* Data shown
--------------------
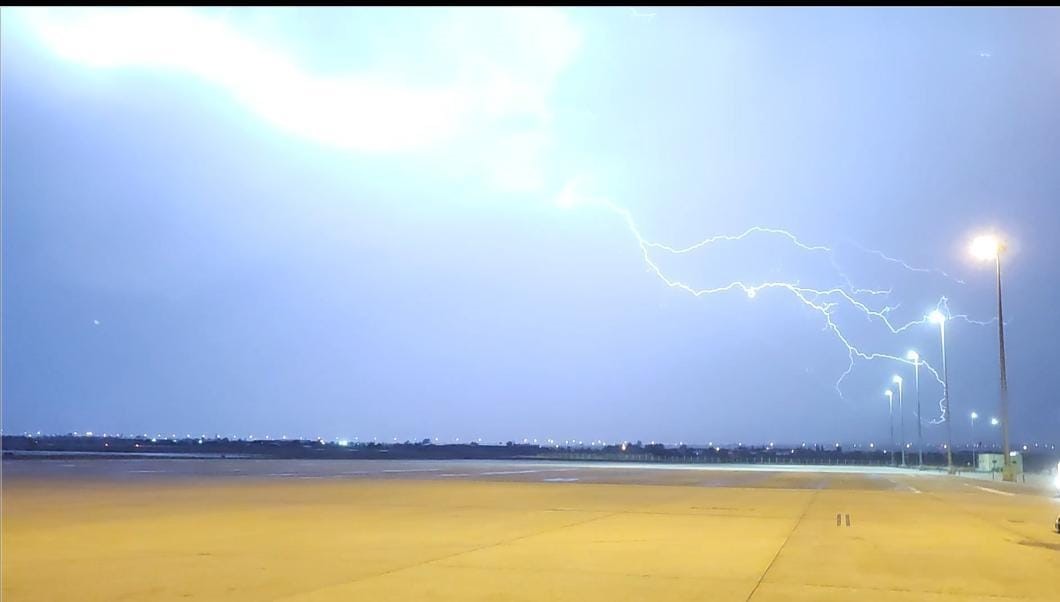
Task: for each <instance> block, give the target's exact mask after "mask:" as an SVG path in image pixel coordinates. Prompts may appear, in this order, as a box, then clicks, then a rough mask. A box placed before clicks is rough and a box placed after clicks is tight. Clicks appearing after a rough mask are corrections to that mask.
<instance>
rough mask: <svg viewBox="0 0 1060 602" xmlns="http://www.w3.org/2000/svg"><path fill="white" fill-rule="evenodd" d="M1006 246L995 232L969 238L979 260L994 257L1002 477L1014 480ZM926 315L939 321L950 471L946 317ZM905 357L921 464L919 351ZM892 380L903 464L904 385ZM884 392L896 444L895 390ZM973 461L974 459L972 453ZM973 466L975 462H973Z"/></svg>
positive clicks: (922, 455) (930, 320) (948, 469)
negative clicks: (1008, 425) (915, 396)
mask: <svg viewBox="0 0 1060 602" xmlns="http://www.w3.org/2000/svg"><path fill="white" fill-rule="evenodd" d="M1003 250H1005V245H1004V244H1003V243H1002V242H1001V241H1000V240H999V238H996V237H995V236H992V235H984V236H978V237H976V238H975V240H974V241H972V245H971V252H972V255H973V256H975V258H976V259H978V260H984V261H986V260H993V262H994V266H995V268H996V275H997V277H996V280H997V342H999V351H1000V365H1001V427H1002V454H1004V468H1003V470H1002V478H1003V479H1004V480H1006V481H1014V480H1015V467H1014V465H1013V463H1012V459H1011V451H1010V449H1009V439H1008V380H1007V378H1006V374H1005V321H1004V318H1003V314H1002V302H1001V253H1002V251H1003ZM928 319H929V320H930V321H931V322H932V323H934V324H938V331H939V338H940V342H941V348H942V414H943V415H944V417H946V443H947V444H946V463H947V470H948V471H949V473H950V474H953V473H955V472H956V468H955V467H954V465H953V428H952V426H951V424H950V423H951V411H950V373H949V369H948V366H947V362H946V321H947V319H948V317H947V316H946V314H943V313H942V312H940V311H938V309H935V311H934V312H932V313H931V314H930V315H929V316H928ZM905 358H906V359H909V360H912V361H913V368H914V375H915V376H914V378H915V388H916V395H917V449H918V455H919V465H920V466H923V461H924V457H923V429H922V426H923V425H922V422H921V419H920V354H919V353H917V352H916V351H912V350H911V351H909V352H908V353H906V354H905ZM891 383H894V384H895V385H897V386H898V411H899V414H900V420H899V422H900V429H901V430H900V436H901V448H902V464H901V465H902V466H905V465H906V462H905V412H904V411H903V408H902V406H903V399H902V397H903V389H902V377H901V376H900V375H898V374H895V375H894V376H893V377H891ZM884 395H886V396H887V406H888V414H889V419H890V444H891V446H894V444H895V415H894V414H895V391H894V390H893V389H891V388H889V387H888V388H887V389H886V390H885V391H884ZM971 417H972V430H973V435H974V429H975V419H976V418H978V414H977V413H975V412H972V414H971ZM991 424H994V425H996V424H997V419H991ZM972 462H973V464H974V462H975V453H974V450H973V453H972ZM973 468H974V465H973Z"/></svg>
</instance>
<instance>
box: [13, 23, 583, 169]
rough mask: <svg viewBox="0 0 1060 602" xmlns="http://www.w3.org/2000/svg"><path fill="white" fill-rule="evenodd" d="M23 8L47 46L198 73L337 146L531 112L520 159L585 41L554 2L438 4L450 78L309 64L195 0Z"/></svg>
mask: <svg viewBox="0 0 1060 602" xmlns="http://www.w3.org/2000/svg"><path fill="white" fill-rule="evenodd" d="M18 14H19V16H21V17H24V20H25V23H27V24H28V25H29V26H30V28H31V29H32V31H33V32H34V33H35V34H36V35H37V37H38V38H39V39H40V40H41V41H42V42H43V43H45V46H47V47H48V48H49V49H51V50H52V51H53V52H54V53H55V54H57V55H59V56H61V57H64V58H66V59H68V60H71V61H75V63H78V64H82V65H85V66H88V67H92V68H99V69H117V68H129V67H139V68H147V69H154V70H166V71H173V72H179V73H185V74H190V75H193V76H196V77H200V78H202V79H205V81H208V82H210V83H212V84H214V85H216V86H217V87H219V88H222V89H224V90H226V91H227V92H228V93H230V94H231V95H232V98H233V99H235V100H236V101H237V102H240V103H241V104H243V105H244V106H246V107H247V108H248V109H249V110H251V111H252V112H254V113H257V114H258V116H260V117H261V118H263V119H264V120H266V121H267V122H269V123H271V124H272V125H275V126H277V127H278V128H281V129H283V130H285V131H288V132H290V134H293V135H296V136H299V137H302V138H305V139H308V140H312V141H315V142H318V143H321V144H326V145H330V146H334V147H337V148H341V149H349V150H357V152H372V153H398V152H409V150H419V149H429V148H431V147H437V146H439V145H440V144H441V143H443V142H448V141H452V140H453V139H454V138H456V137H458V136H460V135H462V134H465V132H466V131H467V130H469V129H471V128H473V127H476V126H477V127H482V126H489V125H492V123H491V122H493V121H497V120H501V119H504V118H508V117H511V116H513V114H515V116H526V114H529V116H531V117H533V118H536V120H537V123H536V124H534V125H533V127H532V128H531V130H530V131H529V132H528V131H518V132H516V138H515V142H513V144H516V145H517V146H518V149H519V150H520V153H522V156H520V159H522V162H523V163H528V162H533V160H534V159H535V158H534V157H532V156H531V155H534V154H535V153H537V152H538V150H540V149H541V148H542V144H540V143H536V142H535V143H533V144H528V143H526V142H523V141H525V140H526V139H527V137H528V136H529V137H530V138H533V136H537V137H541V136H544V135H543V134H542V132H541V131H540V129H542V128H543V127H544V126H545V125H547V123H546V122H547V119H548V110H547V95H548V92H549V88H550V86H551V84H552V79H553V78H554V77H555V75H557V74H558V73H559V71H560V70H562V69H563V68H564V67H565V66H566V65H567V63H568V61H569V60H570V58H571V56H572V54H573V52H575V51H576V50H577V48H578V43H579V38H578V34H577V32H576V31H575V30H573V28H572V26H571V25H570V24H569V23H568V21H567V20H566V17H565V16H564V14H563V13H561V12H559V11H554V10H544V8H542V10H537V8H522V10H485V11H476V10H469V11H451V12H447V13H440V15H441V18H440V19H439V21H438V23H437V24H436V28H435V31H434V35H432V36H430V37H431V40H432V42H434V45H435V47H437V49H438V52H439V53H442V57H441V58H440V60H441V63H442V64H443V65H444V69H443V71H444V72H445V73H446V74H447V75H448V77H447V79H446V78H445V77H443V83H442V84H437V83H435V84H431V85H429V86H428V85H413V84H408V83H407V82H406V81H404V79H403V78H402V75H404V74H403V73H393V72H390V71H387V73H386V74H385V75H384V74H378V73H374V74H348V75H340V76H323V75H318V74H314V73H312V72H311V71H308V70H306V69H305V68H304V67H303V66H301V65H299V64H298V63H297V61H296V60H295V58H294V57H291V56H288V55H287V54H285V53H283V52H279V51H277V50H276V49H272V48H269V47H268V46H266V45H264V43H262V42H260V41H258V40H257V39H255V38H254V37H253V36H251V35H249V34H248V33H245V32H244V31H241V30H238V29H236V28H235V26H233V25H232V24H230V23H229V22H228V21H227V20H225V19H224V18H223V17H217V16H208V15H206V14H204V13H201V12H196V11H194V10H190V8H146V7H143V8H83V10H54V8H52V10H48V8H28V10H21V11H19V12H18ZM490 36H493V37H492V38H491V37H490ZM449 72H452V73H449ZM498 136H501V137H505V136H507V134H506V132H499V134H498ZM510 171H514V170H510ZM533 177H534V174H533V173H532V169H531V170H530V173H529V174H515V175H512V176H510V179H511V180H514V181H515V182H516V183H517V185H519V187H526V185H527V184H526V180H527V179H529V178H533Z"/></svg>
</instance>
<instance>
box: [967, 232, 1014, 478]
mask: <svg viewBox="0 0 1060 602" xmlns="http://www.w3.org/2000/svg"><path fill="white" fill-rule="evenodd" d="M1004 250H1005V244H1004V243H1002V242H1001V241H1000V240H999V238H997V237H996V236H994V235H992V234H986V235H983V236H976V237H975V240H973V241H972V245H971V252H972V256H974V258H975V259H977V260H982V261H989V260H993V262H994V266H995V268H996V272H997V350H999V358H1000V361H999V364H1000V365H1001V440H1002V456H1004V462H1005V465H1004V468H1002V478H1003V479H1004V480H1006V481H1014V480H1015V466H1013V465H1012V458H1011V457H1010V455H1009V444H1008V378H1007V377H1006V375H1005V319H1004V316H1003V314H1002V306H1001V252H1002V251H1004Z"/></svg>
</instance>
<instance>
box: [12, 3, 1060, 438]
mask: <svg viewBox="0 0 1060 602" xmlns="http://www.w3.org/2000/svg"><path fill="white" fill-rule="evenodd" d="M0 34H2V37H0V45H2V48H0V50H2V53H0V68H2V69H0V145H2V148H0V149H2V164H0V197H2V198H0V199H2V252H3V256H2V269H3V272H2V353H3V356H2V376H3V378H2V420H3V431H4V432H6V433H12V432H22V431H38V430H40V431H43V432H71V431H81V432H84V431H94V432H138V433H139V432H147V433H181V435H183V433H196V435H198V433H206V435H214V433H222V435H235V436H238V437H250V436H253V437H264V436H270V437H281V436H287V437H296V436H302V437H314V438H315V437H323V438H325V439H331V438H350V439H352V438H357V439H359V440H361V441H364V440H371V439H376V440H379V441H392V440H393V439H398V440H400V441H404V440H420V439H423V438H438V439H439V440H440V441H455V440H457V439H459V440H460V441H471V440H479V439H481V440H482V441H483V442H497V441H508V440H515V441H519V440H522V439H528V440H534V439H536V440H538V441H540V442H545V441H547V440H549V439H551V440H553V441H576V440H580V441H585V442H589V441H597V440H602V441H620V440H642V441H644V442H648V441H660V442H667V443H677V442H688V443H705V442H729V443H735V442H770V441H777V442H791V443H795V442H802V441H808V442H825V441H836V442H863V443H864V442H885V441H886V440H887V437H888V419H890V418H891V414H890V413H889V410H890V408H888V402H887V397H885V396H884V390H885V389H887V388H888V387H890V388H894V389H895V391H896V396H895V400H896V401H895V407H894V420H895V425H896V426H895V429H896V433H899V435H900V432H901V426H900V425H901V421H904V430H905V439H906V441H909V442H915V441H916V431H917V423H918V414H917V409H916V408H917V394H916V391H917V386H916V373H917V370H916V367H915V364H914V362H913V361H911V360H907V359H905V357H906V352H907V351H908V350H916V351H918V352H919V354H920V356H921V357H922V358H923V364H922V365H921V366H920V368H919V393H920V395H919V396H920V404H921V410H920V414H919V417H920V420H919V422H920V423H921V428H922V436H923V439H924V441H925V443H926V444H930V445H938V444H941V443H942V442H944V441H946V437H947V436H946V430H947V429H946V427H944V424H943V423H942V421H941V420H940V419H941V417H942V410H941V409H940V400H941V397H942V386H941V380H940V379H939V378H937V377H936V375H938V376H940V375H941V374H942V369H941V341H940V336H939V335H940V330H939V326H938V325H937V324H934V323H932V322H930V321H928V320H926V319H925V316H926V315H928V314H929V313H930V312H931V311H932V309H936V308H938V309H940V311H942V312H943V313H944V314H946V315H948V316H952V318H951V319H950V320H949V321H948V322H947V324H946V344H947V348H946V351H947V362H948V372H949V380H950V397H951V404H952V418H953V422H952V429H953V440H954V443H956V444H961V443H965V442H967V441H970V440H976V441H984V442H987V443H993V442H997V441H999V440H1000V436H999V429H997V428H992V427H991V426H990V425H989V422H988V418H989V417H994V415H1000V414H999V412H1000V409H999V353H997V327H996V321H991V320H994V319H995V316H996V297H995V289H994V269H993V263H992V262H990V261H987V262H985V263H984V262H981V261H975V260H974V259H972V258H971V256H970V254H969V252H968V245H969V243H970V242H971V241H972V240H973V237H974V236H976V235H979V234H983V233H993V234H995V235H997V236H999V237H1001V238H1002V240H1003V241H1004V242H1005V245H1006V247H1005V250H1004V251H1003V253H1002V269H1003V278H1004V281H1003V284H1004V303H1005V342H1006V353H1007V360H1008V382H1009V393H1010V399H1011V433H1012V438H1013V440H1014V441H1017V442H1026V443H1029V444H1034V443H1035V442H1042V443H1054V444H1055V443H1060V436H1058V433H1060V394H1058V392H1057V391H1058V390H1060V370H1057V366H1058V359H1060V357H1058V351H1057V349H1058V348H1057V342H1056V341H1057V340H1060V318H1058V316H1057V307H1056V303H1057V300H1058V295H1057V293H1058V291H1060V266H1058V262H1057V258H1060V242H1058V236H1057V232H1058V231H1060V202H1058V201H1060V169H1058V165H1060V111H1058V110H1057V107H1060V10H1056V8H1023V10H1017V8H939V10H923V8H848V10H843V8H794V10H787V8H650V10H649V8H641V10H631V8H624V7H620V8H580V10H575V8H571V10H560V8H517V10H516V8H481V10H478V8H404V10H382V8H375V10H369V8H200V10H192V8H61V10H55V8H51V10H39V8H3V14H2V19H0ZM697 243H703V244H701V245H697ZM696 245H697V246H696ZM895 374H898V375H900V376H902V377H903V378H904V382H903V392H902V396H903V397H902V406H901V408H899V407H898V403H897V385H894V384H893V382H891V378H893V375H895ZM899 410H901V411H899ZM972 411H976V412H977V413H978V414H979V417H981V419H979V420H978V421H975V422H973V421H972V420H971V419H970V412H972Z"/></svg>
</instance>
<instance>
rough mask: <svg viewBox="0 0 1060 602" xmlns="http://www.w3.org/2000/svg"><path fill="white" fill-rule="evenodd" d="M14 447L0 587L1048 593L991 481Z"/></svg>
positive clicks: (1028, 529) (1053, 510) (1045, 553)
mask: <svg viewBox="0 0 1060 602" xmlns="http://www.w3.org/2000/svg"><path fill="white" fill-rule="evenodd" d="M33 462H42V461H33ZM33 462H27V461H14V462H4V483H3V509H2V517H3V525H2V535H3V542H2V543H3V557H2V577H3V585H2V594H3V599H4V600H12V601H19V600H57V601H58V600H177V599H181V600H187V599H200V600H218V599H227V600H283V601H290V602H294V601H311V600H312V601H318V600H319V601H323V600H352V599H375V600H439V601H441V600H461V601H467V600H579V601H582V602H585V601H593V600H608V601H612V600H709V601H724V600H739V601H746V600H754V601H770V600H896V601H898V600H901V601H905V600H908V601H912V600H940V601H962V600H993V601H995V602H996V601H997V600H1037V601H1046V600H1050V601H1052V600H1060V580H1058V579H1057V576H1060V535H1058V534H1056V533H1054V532H1053V531H1052V527H1053V521H1054V520H1055V518H1056V515H1057V514H1058V513H1060V503H1058V500H1056V499H1053V498H1049V497H1046V496H1042V495H1036V494H1034V493H1032V492H1031V491H1030V490H1027V489H1026V488H1020V486H1013V485H1011V484H1009V483H1004V484H999V483H978V482H975V481H971V480H969V479H960V478H953V477H947V476H937V475H920V474H911V473H905V472H901V471H882V472H872V473H870V474H855V473H849V472H778V471H772V472H771V471H761V470H755V471H739V470H731V467H726V468H727V470H724V471H713V470H669V471H667V470H651V468H646V467H643V466H632V467H631V466H610V467H601V466H584V465H575V464H553V463H544V464H543V463H519V462H507V463H499V462H434V463H432V462H403V463H399V462H386V461H376V462H355V463H349V462H329V463H324V464H323V465H306V464H298V463H289V462H288V463H284V462H283V461H273V462H272V463H270V464H267V465H266V464H259V465H255V466H252V467H251V466H250V465H248V464H246V463H245V462H247V461H242V462H243V463H241V461H235V462H230V463H227V464H219V463H216V462H214V461H193V460H156V461H153V462H154V463H143V462H140V463H137V461H133V463H129V462H124V463H122V462H121V461H116V462H119V463H118V464H111V465H106V464H107V463H108V462H111V461H107V460H102V461H101V460H91V461H84V464H82V463H77V462H74V463H73V466H72V467H71V466H66V467H63V466H59V465H57V464H42V463H37V464H36V465H34V463H33ZM66 464H71V463H70V462H66ZM542 464H543V465H542ZM232 470H234V471H240V472H238V473H230V472H229V471H232ZM64 471H67V472H68V473H64ZM384 471H389V472H384ZM70 472H72V473H73V474H69V473H70ZM64 474H66V476H63V475H64ZM241 475H243V476H241ZM268 475H272V476H268ZM276 475H282V476H276ZM444 475H454V476H444ZM455 475H460V476H455ZM573 479H577V480H573Z"/></svg>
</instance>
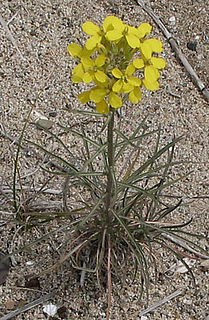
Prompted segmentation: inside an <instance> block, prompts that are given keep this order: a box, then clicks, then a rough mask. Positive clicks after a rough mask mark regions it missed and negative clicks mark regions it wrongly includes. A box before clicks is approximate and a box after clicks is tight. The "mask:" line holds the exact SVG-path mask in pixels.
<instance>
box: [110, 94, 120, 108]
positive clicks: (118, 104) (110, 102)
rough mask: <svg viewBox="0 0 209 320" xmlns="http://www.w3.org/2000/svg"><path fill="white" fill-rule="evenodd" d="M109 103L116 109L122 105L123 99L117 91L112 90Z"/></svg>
mask: <svg viewBox="0 0 209 320" xmlns="http://www.w3.org/2000/svg"><path fill="white" fill-rule="evenodd" d="M109 104H110V105H111V107H112V108H114V109H117V108H120V107H121V106H122V99H121V98H120V97H119V96H118V95H117V94H116V93H114V92H110V94H109Z"/></svg>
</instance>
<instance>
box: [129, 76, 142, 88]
mask: <svg viewBox="0 0 209 320" xmlns="http://www.w3.org/2000/svg"><path fill="white" fill-rule="evenodd" d="M128 82H129V83H130V84H131V85H132V86H134V87H140V85H141V80H140V79H139V78H136V77H129V78H128Z"/></svg>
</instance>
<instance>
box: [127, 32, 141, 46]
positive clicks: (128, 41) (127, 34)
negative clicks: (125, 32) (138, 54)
mask: <svg viewBox="0 0 209 320" xmlns="http://www.w3.org/2000/svg"><path fill="white" fill-rule="evenodd" d="M126 40H127V42H128V44H129V46H130V47H131V48H139V47H140V41H139V39H138V37H137V36H136V35H135V34H133V33H128V34H127V35H126Z"/></svg>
--------------------
* Task details
Looking at the entries, work out how many lines hold the word "this". Give the number and nothing else.

* Exercise result
2